-------- Dataset excerpts --------
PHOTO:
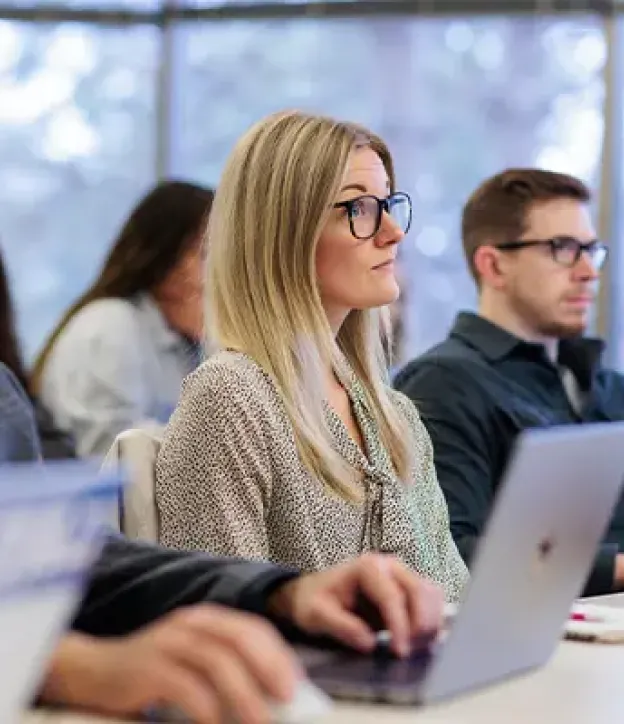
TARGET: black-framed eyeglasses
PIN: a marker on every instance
(565, 250)
(365, 212)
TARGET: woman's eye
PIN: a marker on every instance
(358, 208)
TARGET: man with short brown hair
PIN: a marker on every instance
(521, 361)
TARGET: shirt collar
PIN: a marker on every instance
(581, 355)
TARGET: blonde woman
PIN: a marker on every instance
(288, 444)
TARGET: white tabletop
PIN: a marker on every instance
(581, 683)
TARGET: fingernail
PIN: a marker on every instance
(403, 648)
(366, 640)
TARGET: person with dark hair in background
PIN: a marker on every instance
(522, 361)
(119, 355)
(55, 444)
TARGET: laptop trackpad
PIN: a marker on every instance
(379, 677)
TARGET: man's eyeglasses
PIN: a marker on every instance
(365, 212)
(565, 250)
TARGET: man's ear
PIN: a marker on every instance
(488, 265)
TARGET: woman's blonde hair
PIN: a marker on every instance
(272, 203)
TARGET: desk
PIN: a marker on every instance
(581, 684)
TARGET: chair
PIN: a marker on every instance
(136, 450)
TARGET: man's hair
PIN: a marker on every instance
(497, 211)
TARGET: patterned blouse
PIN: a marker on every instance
(229, 481)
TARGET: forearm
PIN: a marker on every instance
(133, 584)
(71, 678)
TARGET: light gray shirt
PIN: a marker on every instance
(116, 365)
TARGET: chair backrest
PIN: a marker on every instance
(136, 450)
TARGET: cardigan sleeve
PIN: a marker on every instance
(213, 473)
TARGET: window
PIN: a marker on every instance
(457, 100)
(77, 144)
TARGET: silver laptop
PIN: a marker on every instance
(556, 500)
(51, 525)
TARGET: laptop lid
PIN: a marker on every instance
(552, 509)
(52, 522)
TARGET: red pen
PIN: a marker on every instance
--------
**Stated goal**
Rewrite all the records above as a numbered list with one line per item, leaving out blank lines and the pictures.

**Final result**
1. PHOTO:
2. TARGET: black-framed eyeglasses
3. PIN: a marker on every instance
4. (565, 250)
5. (365, 212)
6. TARGET: woman's eye
7. PIN: a marker on every instance
8. (358, 208)
9. TARGET: man with short brown hair
10. PIN: a marker on every instance
11. (521, 361)
12. TARGET: shirt collar
13. PIN: a marker on every instance
14. (581, 355)
15. TARGET: blonde woman
16. PIN: a marker on every instance
17. (288, 444)
18. TARGET: white tabletop
19. PIN: a marker on every instance
20. (581, 683)
21. TARGET: fingernail
22. PIN: a marker on every instance
23. (403, 648)
24. (366, 640)
25. TARGET: person with dark hair in background
26. PIN: a marker on every instance
27. (522, 361)
28. (119, 355)
29. (55, 444)
30. TARGET: laptop trackpad
31. PIN: a marker on every instance
32. (379, 677)
33. TARGET: man's eyeglasses
34. PIN: a marker on every instance
35. (365, 212)
36. (565, 250)
37. TARGET: man's ear
38. PIN: a marker on every instance
39. (488, 265)
40. TARGET: woman's blonde hair
41. PIN: a marker on every instance
42. (272, 203)
43. TARGET: desk
44. PIN: a marker on every instance
45. (581, 684)
46. TARGET: chair
47. PIN: a marker on every instance
48. (136, 450)
49. TARGET: man's hair
50. PIN: a marker on every instance
51. (497, 211)
52. TARGET: patterned blouse
53. PIN: a marker on every instance
54. (229, 481)
55. TARGET: forearm
56. PIN: a marker on every instance
57. (133, 584)
58. (71, 678)
59. TARGET: light gray shirt
60. PIN: a marker on every instance
61. (116, 365)
62. TARGET: chair backrest
63. PIN: a marker on every instance
64. (136, 450)
65. TARGET: cardigan sleeve
66. PIN: a marker on every instance
67. (213, 473)
68. TARGET: window
69. PIN: a marker on every instance
70. (457, 100)
71. (77, 144)
72. TARGET: silver laptop
73. PIN: a marker on every instance
74. (556, 500)
75. (51, 525)
76. TARGET: laptop lid
77. PIN: a marker on every instance
78. (552, 509)
79. (52, 522)
80. TARGET: red pen
81. PIN: a marker on every instance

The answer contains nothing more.